╔══
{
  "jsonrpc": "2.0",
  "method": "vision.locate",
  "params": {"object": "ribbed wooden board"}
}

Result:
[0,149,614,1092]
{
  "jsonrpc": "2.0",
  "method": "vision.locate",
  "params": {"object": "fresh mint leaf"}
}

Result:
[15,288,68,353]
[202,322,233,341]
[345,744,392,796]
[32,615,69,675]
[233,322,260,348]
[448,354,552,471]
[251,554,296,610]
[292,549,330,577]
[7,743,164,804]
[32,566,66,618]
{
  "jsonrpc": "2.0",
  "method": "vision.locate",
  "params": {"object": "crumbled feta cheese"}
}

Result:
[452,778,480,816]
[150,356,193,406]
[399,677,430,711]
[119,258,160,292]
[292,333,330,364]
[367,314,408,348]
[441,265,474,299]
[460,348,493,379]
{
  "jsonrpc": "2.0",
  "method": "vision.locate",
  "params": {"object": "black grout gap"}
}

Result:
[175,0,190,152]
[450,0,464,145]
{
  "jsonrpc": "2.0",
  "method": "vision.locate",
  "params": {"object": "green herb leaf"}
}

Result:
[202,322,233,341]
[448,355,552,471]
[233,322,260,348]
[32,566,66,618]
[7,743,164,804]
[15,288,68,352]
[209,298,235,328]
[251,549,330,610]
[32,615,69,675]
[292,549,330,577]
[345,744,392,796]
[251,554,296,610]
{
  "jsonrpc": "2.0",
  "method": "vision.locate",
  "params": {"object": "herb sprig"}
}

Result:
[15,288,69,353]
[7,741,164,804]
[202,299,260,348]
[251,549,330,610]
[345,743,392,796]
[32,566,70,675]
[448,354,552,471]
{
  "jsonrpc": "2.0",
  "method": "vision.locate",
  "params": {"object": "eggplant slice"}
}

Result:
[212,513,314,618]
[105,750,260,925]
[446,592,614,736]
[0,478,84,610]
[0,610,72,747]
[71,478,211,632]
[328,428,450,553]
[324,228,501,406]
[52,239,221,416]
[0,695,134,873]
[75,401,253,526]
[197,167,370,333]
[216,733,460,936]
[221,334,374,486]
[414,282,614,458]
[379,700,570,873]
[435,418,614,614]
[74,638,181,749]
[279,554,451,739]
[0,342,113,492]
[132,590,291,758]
╚══
╔══
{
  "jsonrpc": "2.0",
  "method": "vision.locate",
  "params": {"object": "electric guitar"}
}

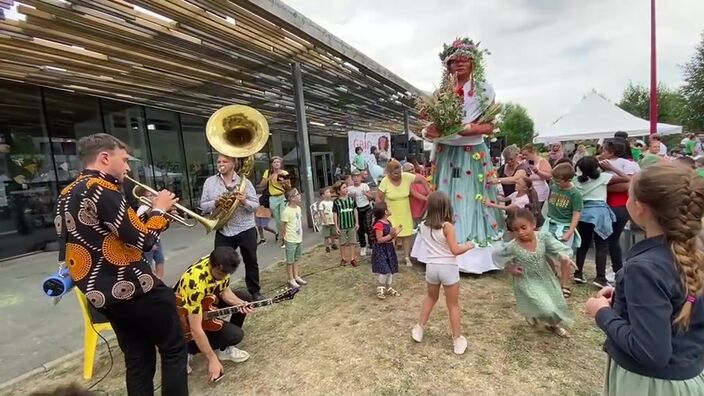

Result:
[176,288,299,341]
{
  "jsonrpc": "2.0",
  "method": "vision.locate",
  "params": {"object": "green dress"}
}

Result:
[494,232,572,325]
╚══
╔══
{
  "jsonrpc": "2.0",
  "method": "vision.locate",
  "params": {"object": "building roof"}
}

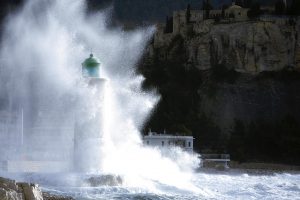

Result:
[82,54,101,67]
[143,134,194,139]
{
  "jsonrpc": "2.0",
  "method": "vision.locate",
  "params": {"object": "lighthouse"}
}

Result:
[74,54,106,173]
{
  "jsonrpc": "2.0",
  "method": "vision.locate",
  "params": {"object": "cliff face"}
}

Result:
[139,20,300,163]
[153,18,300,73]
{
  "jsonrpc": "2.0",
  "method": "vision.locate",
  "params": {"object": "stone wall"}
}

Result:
╚══
Do this. Which lines in the entries above contain the string "leaf"? Pull out each of those lines in full.

Answer in full.
  "params": {"object": "fresh mint leaf"}
  "params": {"object": "green herb leaf"}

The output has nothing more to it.